**PROBLEM DETAILS:** Render the rows below as a Markdown table with two columns, Line and Text. Number each line in the first column, put the line itself in the second, and leave out any blank lines.

**DATA PROVIDED:**
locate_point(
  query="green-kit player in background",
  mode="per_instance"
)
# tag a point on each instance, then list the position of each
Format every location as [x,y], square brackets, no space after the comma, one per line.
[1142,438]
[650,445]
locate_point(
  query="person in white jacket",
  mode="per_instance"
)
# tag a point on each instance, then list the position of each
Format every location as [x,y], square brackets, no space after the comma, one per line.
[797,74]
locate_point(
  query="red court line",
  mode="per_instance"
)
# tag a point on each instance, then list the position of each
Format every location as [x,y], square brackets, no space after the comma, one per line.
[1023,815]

**ANSWER TO THE EXERCISE:**
| Line | Text |
|---|---|
| 1 | locate_point( |
| 2 |   query="green-kit player in background", |
| 3 |   mode="per_instance" |
| 4 | ) |
| 5 | # tag a point on each instance, then list the position of each |
| 6 | Format every location as [x,y], square brackets, no space after the comma, one per line. |
| 7 | [1142,438] |
| 8 | [650,445] |
| 9 | locate_point( |
| 10 |   query="person in white jacket", |
| 11 |   mode="per_instance" |
| 12 | ) |
| 13 | # tag a point on each instance, then list the position of each |
| 14 | Format every location as [x,y], square brackets, no space after the comma, one per line. |
| 15 | [797,74] |
| 16 | locate_point( |
| 17 |   query="red court line", |
| 18 |   mode="per_instance" |
| 19 | ) |
| 20 | # tag a point on each instance, then list the position of each |
| 21 | Format every location as [x,y], square brackets, no space after the comma, one per line. |
| 22 | [1023,815] |